▶ **Textausschnitt**
▬▬▬▬▬▬▬▬▬▬
Schwimmende mit Poly-Leader ist vielfältiger.

Petri Heil

Lajos


----------



## dreampike (15. Mai 2017)

*AW: Einstieg ins fliegenfischen auf Barsch und Hecht mit sehr altem Gerät.*

Hallo Tobias, 

das mit dem verjüngten Vorfach brauchst Du nur, wenn Du mit der Trockenfliege fischen möchtest. Beim Streamerfischen auf Hecht oder andere Räuber reicht ein Monofil-Vorfach in Stärke 0,40-0,50mm. Bei Hecht immer mit Stahlvorfach. Am besten 2,00 m Mono in 0,45mm mit der Fliegenschnur verschlaufen (beim Kauf drauf achten: Welded Loops oder den Händler bitten, die Schlaufen reinzuschweissen), ein Pitzenbauer-Ringerl in 12 kg Tragkraft dran und daran das Stahlvorfach anknoten.
Ich glaube dass es recht schwierig ist, gezielt auf _kleinere_ Hechte zu fischen, du musst immer mit großen Hechten rechnen. Die gehen teilweise auch auf kleinere Streamer.
Wenn Dir ein Hecht auf die Fliege geht, nicht über die Rute anschlagen, sondern über die Schnur, google mal "Strip Strike".
Viel Spaß dabei!
Wolfgang aus Ismaning


----------



## Thomas9904 (15. Mai 2017)

*AW: Einstieg ins fliegenfischen auf Barsch und Hecht mit sehr altem Gerät.*

und - auch wenn wiederholt:
Ich würde Dir definitiv zu Anfang zur Schwimmschnur raten...


----------



## dreampike (15. Mai 2017)

*AW: Einstieg ins fliegenfischen auf Barsch und Hecht mit sehr altem Gerät.*

Auch wenn hier die meisten zu einer Schwimmschnur raten: ich würde Dir zum Beginn eine Intermediate-Schnur mit einer leichten Sinkrate (S1) empfehlen. Eine solche Leine ist am universellsten einsetzbar: Man kann damit bis zu 3m Tiefe gut fischen, kommt mit ihr aber auch im Flachwasser  zurecht. Ich selber fische nur noch selten mit Schwimmschnur, außer in ausgesprochenen Flachwassergebieten wie den Rügener Bodden.
▬▬▬▬▬▬▬▬▬▬
▶ **Material**
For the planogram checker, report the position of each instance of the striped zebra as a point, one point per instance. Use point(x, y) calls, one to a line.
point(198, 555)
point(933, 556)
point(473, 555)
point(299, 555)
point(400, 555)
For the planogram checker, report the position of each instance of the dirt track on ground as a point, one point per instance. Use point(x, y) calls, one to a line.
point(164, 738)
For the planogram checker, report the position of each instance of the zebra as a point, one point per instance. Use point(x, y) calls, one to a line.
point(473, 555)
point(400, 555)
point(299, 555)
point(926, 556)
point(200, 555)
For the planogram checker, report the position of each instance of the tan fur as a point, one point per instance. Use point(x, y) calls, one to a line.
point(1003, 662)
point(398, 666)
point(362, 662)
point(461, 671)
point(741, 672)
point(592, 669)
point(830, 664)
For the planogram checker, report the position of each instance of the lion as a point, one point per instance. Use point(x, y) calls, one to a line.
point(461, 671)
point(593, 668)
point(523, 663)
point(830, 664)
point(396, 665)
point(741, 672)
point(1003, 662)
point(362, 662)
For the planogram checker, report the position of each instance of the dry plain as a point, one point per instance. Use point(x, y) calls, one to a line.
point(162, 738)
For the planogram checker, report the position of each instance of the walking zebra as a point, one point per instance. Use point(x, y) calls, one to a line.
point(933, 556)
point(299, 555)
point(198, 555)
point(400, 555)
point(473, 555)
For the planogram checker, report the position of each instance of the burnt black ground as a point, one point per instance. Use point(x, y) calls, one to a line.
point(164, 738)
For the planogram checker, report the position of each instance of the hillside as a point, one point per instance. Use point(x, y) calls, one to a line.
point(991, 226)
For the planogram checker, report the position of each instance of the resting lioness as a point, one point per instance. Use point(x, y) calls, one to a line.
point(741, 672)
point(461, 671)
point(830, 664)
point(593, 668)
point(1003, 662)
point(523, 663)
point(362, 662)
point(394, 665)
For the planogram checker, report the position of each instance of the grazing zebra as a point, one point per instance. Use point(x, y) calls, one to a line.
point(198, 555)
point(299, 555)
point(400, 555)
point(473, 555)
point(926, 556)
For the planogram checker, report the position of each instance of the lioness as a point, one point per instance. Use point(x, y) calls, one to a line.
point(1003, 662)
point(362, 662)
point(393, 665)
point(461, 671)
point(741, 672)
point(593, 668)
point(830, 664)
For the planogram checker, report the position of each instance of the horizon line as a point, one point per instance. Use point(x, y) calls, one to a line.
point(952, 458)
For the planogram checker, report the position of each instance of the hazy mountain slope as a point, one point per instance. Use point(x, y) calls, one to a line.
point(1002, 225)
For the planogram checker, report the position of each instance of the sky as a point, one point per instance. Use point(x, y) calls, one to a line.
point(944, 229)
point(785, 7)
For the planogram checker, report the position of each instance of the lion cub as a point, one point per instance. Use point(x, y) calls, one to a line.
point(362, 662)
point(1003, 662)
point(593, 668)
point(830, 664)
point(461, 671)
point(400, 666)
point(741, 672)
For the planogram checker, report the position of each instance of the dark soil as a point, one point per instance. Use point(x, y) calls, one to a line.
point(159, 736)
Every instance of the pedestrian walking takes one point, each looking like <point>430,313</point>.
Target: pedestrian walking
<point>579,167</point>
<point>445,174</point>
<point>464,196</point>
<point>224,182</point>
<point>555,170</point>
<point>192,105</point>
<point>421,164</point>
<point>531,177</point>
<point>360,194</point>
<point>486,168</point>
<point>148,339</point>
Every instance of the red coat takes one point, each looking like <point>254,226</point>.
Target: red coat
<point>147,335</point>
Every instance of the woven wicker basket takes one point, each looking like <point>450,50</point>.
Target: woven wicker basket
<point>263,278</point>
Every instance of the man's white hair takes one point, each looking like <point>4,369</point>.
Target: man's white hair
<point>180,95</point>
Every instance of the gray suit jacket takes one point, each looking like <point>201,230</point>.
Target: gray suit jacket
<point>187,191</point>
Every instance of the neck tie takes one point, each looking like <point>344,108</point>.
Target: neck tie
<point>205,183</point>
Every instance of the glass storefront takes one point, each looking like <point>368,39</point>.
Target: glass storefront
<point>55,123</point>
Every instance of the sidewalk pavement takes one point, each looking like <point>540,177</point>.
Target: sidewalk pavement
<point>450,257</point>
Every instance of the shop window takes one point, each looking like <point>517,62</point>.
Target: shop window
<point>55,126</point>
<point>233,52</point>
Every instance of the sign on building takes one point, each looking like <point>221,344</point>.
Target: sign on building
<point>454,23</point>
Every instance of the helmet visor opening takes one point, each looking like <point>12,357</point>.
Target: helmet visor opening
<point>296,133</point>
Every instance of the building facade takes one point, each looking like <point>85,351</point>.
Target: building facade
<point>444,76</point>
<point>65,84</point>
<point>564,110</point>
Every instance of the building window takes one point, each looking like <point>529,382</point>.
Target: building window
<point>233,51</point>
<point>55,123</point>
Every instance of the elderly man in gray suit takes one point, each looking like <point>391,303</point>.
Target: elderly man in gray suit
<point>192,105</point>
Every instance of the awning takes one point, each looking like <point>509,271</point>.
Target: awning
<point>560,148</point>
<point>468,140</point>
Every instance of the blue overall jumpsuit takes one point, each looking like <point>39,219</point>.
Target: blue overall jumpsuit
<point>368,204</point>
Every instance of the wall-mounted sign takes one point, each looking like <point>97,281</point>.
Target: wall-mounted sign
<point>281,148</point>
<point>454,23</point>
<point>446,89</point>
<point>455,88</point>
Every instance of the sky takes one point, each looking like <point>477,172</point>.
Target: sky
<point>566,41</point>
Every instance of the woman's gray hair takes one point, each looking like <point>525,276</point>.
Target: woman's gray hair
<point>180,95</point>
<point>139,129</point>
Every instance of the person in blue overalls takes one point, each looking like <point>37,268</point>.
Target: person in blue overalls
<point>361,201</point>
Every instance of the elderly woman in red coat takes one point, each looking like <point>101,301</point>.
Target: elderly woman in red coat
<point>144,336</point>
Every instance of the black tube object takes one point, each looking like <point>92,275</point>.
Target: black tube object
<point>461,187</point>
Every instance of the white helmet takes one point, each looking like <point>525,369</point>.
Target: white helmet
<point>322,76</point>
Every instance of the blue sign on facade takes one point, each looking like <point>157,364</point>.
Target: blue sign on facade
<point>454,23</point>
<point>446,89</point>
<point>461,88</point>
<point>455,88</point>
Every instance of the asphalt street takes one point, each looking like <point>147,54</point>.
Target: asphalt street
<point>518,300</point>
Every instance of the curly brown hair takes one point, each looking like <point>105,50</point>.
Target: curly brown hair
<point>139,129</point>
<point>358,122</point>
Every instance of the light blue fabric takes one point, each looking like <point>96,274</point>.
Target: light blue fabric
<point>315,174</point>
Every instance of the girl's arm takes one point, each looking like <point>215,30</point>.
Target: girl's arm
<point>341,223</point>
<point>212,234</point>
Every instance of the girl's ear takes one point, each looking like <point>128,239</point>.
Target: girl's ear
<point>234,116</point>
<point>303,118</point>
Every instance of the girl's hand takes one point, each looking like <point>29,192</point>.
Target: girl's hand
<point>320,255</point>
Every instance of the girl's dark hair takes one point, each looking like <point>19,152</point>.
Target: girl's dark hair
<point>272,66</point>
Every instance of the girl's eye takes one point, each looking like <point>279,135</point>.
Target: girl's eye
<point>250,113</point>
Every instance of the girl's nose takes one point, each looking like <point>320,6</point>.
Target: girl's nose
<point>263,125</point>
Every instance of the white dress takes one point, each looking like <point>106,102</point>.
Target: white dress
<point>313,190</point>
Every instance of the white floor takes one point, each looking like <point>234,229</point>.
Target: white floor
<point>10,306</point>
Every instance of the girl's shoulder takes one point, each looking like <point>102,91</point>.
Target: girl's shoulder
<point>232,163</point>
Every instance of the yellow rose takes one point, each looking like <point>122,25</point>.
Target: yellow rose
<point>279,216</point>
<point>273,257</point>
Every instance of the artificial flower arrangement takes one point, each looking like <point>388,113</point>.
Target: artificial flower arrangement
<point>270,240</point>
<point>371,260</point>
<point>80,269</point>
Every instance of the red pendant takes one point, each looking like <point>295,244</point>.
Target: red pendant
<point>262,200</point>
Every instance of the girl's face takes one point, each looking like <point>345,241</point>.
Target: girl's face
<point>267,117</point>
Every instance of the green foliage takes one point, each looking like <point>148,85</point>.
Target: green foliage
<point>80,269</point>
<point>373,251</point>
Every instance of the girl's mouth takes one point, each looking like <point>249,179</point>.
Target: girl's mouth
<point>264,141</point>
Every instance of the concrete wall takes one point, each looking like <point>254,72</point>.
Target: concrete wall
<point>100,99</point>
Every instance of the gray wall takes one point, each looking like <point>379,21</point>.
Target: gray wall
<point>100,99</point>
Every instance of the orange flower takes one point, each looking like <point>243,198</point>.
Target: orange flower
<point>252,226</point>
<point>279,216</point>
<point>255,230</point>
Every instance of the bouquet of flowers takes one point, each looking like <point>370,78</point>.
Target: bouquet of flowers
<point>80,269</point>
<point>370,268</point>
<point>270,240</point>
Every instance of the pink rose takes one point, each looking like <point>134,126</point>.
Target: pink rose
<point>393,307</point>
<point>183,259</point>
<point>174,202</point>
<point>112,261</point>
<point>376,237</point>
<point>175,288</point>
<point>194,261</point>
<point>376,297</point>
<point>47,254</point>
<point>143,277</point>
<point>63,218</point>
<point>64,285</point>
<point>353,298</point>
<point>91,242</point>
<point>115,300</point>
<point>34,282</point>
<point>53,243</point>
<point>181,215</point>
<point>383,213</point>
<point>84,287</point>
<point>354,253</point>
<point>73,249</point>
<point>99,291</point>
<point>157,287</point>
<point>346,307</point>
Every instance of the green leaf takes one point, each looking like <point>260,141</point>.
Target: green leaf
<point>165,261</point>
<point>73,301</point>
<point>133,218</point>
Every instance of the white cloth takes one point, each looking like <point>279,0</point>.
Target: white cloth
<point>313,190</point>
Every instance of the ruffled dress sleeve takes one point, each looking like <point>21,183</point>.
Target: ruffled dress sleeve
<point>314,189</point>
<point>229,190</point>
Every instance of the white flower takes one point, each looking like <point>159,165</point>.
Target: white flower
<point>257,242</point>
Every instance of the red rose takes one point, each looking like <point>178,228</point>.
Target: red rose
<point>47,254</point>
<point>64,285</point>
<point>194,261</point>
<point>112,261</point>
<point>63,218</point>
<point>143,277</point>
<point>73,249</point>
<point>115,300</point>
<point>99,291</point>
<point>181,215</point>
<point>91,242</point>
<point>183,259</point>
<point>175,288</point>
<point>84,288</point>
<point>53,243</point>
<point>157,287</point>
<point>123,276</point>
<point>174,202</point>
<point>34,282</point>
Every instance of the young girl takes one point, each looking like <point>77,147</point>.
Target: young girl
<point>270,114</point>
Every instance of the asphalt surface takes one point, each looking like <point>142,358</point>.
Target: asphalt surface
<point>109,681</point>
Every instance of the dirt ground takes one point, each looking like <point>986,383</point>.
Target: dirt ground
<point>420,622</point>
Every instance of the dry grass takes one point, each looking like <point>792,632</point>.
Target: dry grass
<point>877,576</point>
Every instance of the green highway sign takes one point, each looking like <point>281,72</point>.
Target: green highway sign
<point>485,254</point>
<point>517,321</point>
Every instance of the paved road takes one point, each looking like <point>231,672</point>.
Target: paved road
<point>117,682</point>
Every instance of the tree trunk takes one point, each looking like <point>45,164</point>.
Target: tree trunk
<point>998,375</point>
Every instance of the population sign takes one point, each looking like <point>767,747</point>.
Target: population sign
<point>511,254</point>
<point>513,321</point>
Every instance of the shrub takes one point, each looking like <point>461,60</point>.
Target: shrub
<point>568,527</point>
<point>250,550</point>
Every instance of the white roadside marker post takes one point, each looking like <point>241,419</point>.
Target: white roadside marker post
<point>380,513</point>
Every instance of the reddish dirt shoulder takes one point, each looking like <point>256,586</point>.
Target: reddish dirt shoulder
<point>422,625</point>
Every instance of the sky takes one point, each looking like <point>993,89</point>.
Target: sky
▬▬▬▬▬▬▬▬▬▬
▶ **Anweisung A**
Welche Tragkraft soll das Pitzenbauer-Ringerl laut dem Textausschnitt haben?
▶ **Anweisung B**
Überarbeite im Textausschnitt alles von „## Thomas9904 (15.“ bis hinunter zu „zur Schwimmschnur raten...“ und setze dabei „auf jeden Fall“ anstelle von „definitiv“ ein.

▶ **Endergebnis A**
12 kg.

▶ **Endergebnis B**
## Thomas9904 (15. Mai 2017)

*AW: Einstieg ins fliegenfischen auf Barsch und Hecht mit sehr altem Gerät.*

und - auch wenn wiederholt:
Ich würde Dir auf jeden Fall zu Anfang zur Schwimmschnur raten...